▶ [TEXT]:
*-*-*

The National Football Conference (NFC) is one of two conferences within the National Football League (NFL), the American Football Conference (AFC) being the other.  Prior to 1970, there were two separate professional football leagues, the National Football League and the American Football League (AFL).  In 1970, the AFL merged with the NFL.  As part of the merger, the former AFL teams, plus three former NFL teams (the Baltimore Colts, the Cleveland Browns and the Pittsburgh Steelers), were placed into the AFC.  The remaining former NFL teams were placed in the NFC. As of the 2020 season only the Detroit Lions have not won an NFC championship.

Background
The NFC champion is not necessarily the team with the best record in the regular season.  Rather, the champion is decided by the NFC Championship Game as part of the post-season playoffs involving the teams with the best regular season records.  The Dallas Cowboys won the first two NFC championships, in 1970 and 1971.  No team has won more than two consecutive NFC championships.  The Cowboys won two consecutive NFC championships three times (1970–1971, 1977–1978, 1992–1993).  The Minnesota Vikings (1973–1974), Washington Redskins (1982–1983), San Francisco 49ers (1988–1989), Green Bay Packers (1996–1997), and Seattle Seahawks (2013–2014) have also won two consecutive NFC championships.

Through the 2020 season, the Dallas Cowboys have won more NFC championships than any other team, with eight.  The San Francisco 49ers have won seven. The Washington Redskins and New York Giants have each won five NFC championships.  The  Los Angeles/St. Louis Rams has won four and the Minnesota Vikings and Green Bay Packers have won three apiece.  The San Francisco 49ers have also been the NFC runner up, as a result of losing the NFC Championship Game, a record nine times.  The Rams, Cowboys and Packers have each been the runner up six times.

The record for the most regular season wins by an NFC champion is 15, by the 1984 San Francisco 49ers, the 1985 Chicago Bears and the 2015 Carolina Panthers, each with a 15–1 record.  Six NFC champions have won 14 games.  The 1982 Washington Redskins had the fewest wins of any NFC champion, with eight wins and just one loss in the strike–shortened 1982 season.  The fewest wins by an NFC champion in a complete season were by the 1979 Los Angeles Rams, 2008 Arizona Cardinals, and the 2011 New York Giants. All three had nine wins and seven losses.

Tom Landry was the head coach for five NFC championships, more than any other head coach.  Landry coached the Dallas Cowboys to NFC championships in 1970, 1971, 1975, 1977 and 1978.  Joe Gibbs coached four NFC champions, and Bud Grant, Bill Walsh and Mike Holmgren each coached three.  Holmgren and Dick Vermeil both won NFC championships for two different franchises.  Holmgren was the head coach of the 1996 and 1997 NFC champion Green Bay Packers and of the 2005 NFC champion Seattle Seahawks.  Vermeil was the head coach of the 1980 NFC champion Philadelphia Eagles, and 19 years later was the head coach of the 1999 NFC champion St. Louis Rams.

*-*-*

▶ [EXCERPTED DATA]:

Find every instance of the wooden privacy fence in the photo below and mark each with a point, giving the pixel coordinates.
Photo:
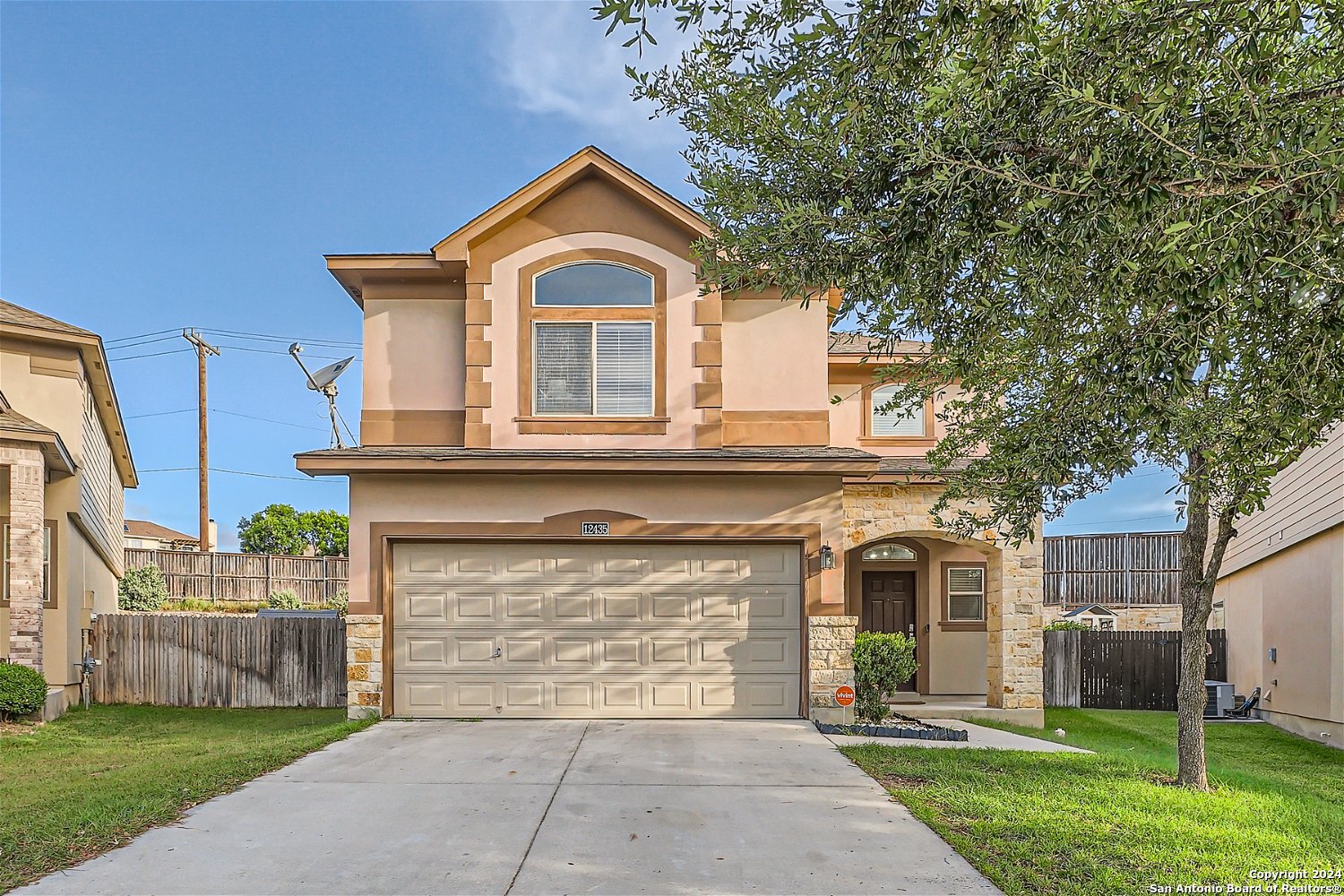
(245, 576)
(206, 659)
(1121, 669)
(1115, 570)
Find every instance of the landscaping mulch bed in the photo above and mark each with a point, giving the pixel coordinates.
(897, 726)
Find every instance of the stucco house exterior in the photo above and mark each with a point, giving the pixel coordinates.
(65, 465)
(1282, 592)
(590, 487)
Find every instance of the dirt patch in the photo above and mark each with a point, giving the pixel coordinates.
(900, 782)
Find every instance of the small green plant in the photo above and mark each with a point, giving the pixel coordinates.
(339, 602)
(142, 589)
(882, 662)
(284, 599)
(23, 691)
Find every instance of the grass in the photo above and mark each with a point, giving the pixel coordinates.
(1113, 823)
(93, 780)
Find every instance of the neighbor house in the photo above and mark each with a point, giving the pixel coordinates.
(589, 487)
(1282, 591)
(142, 535)
(64, 466)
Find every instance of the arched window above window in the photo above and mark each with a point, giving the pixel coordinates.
(889, 552)
(593, 285)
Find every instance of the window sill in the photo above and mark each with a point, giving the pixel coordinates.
(889, 440)
(591, 425)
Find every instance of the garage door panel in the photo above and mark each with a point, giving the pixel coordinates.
(771, 606)
(448, 650)
(607, 696)
(610, 562)
(602, 629)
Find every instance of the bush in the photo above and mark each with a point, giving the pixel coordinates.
(339, 602)
(882, 662)
(23, 691)
(284, 599)
(142, 590)
(1067, 625)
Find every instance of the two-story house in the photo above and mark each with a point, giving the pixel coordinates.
(65, 465)
(590, 487)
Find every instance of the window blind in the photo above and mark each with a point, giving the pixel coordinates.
(965, 594)
(562, 363)
(895, 422)
(625, 370)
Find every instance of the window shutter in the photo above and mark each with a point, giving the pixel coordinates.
(895, 424)
(564, 368)
(625, 370)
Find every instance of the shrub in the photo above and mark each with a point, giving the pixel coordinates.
(882, 662)
(23, 691)
(339, 602)
(142, 589)
(284, 599)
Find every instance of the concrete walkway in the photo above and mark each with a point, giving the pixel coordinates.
(980, 737)
(546, 807)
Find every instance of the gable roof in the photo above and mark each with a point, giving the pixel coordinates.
(26, 323)
(1090, 607)
(11, 314)
(147, 530)
(588, 160)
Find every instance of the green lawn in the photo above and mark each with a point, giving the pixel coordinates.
(1113, 823)
(91, 780)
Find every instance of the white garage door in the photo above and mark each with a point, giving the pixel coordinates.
(607, 629)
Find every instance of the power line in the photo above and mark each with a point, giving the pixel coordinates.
(319, 429)
(136, 417)
(220, 469)
(177, 351)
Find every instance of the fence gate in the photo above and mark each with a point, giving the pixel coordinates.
(1121, 669)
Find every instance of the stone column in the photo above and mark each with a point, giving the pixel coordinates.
(363, 665)
(1013, 594)
(27, 514)
(830, 665)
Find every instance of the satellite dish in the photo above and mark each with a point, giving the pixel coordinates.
(327, 376)
(324, 382)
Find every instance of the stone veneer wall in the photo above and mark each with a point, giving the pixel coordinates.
(1152, 618)
(27, 513)
(1013, 587)
(830, 665)
(363, 665)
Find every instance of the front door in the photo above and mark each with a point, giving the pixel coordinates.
(889, 605)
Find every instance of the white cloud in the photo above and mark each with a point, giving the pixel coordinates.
(553, 58)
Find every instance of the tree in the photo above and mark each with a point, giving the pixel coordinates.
(1117, 226)
(282, 530)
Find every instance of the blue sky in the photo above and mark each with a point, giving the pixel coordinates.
(168, 166)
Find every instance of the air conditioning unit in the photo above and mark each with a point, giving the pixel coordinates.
(1220, 699)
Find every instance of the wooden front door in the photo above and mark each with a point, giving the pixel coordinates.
(889, 605)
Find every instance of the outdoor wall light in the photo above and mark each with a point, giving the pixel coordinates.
(828, 557)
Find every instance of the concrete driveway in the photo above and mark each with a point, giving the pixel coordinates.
(546, 807)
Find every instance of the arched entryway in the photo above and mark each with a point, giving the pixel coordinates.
(935, 589)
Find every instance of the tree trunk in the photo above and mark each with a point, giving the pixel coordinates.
(1199, 565)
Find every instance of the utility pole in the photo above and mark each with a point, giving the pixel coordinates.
(203, 349)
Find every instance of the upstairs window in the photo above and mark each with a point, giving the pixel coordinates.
(895, 422)
(593, 285)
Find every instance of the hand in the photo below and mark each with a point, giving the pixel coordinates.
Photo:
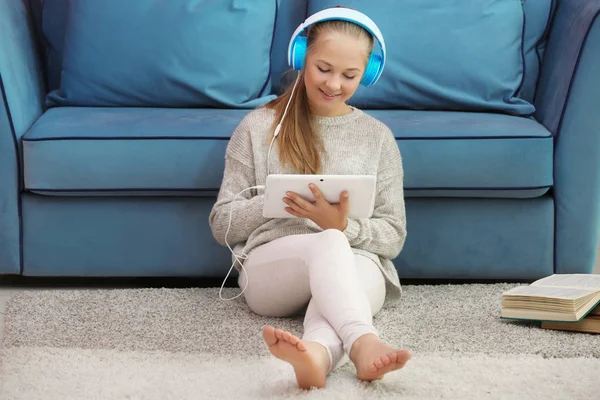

*-*-*

▶ [WHAT YOU HAVE TO DO]: Copy the passage of the NFC championships text above between "Through the 2020" and "up six times.", inclusive.

▶ [RESPONSE TO THIS EXERCISE]:
Through the 2020 season, the Dallas Cowboys have won more NFC championships than any other team, with eight.  The San Francisco 49ers have won seven. The Washington Redskins and New York Giants have each won five NFC championships.  The  Los Angeles/St. Louis Rams has won four and the Minnesota Vikings and Green Bay Packers have won three apiece.  The San Francisco 49ers have also been the NFC runner up, as a result of losing the NFC Championship Game, a record nine times.  The Rams, Cowboys and Packers have each been the runner up six times.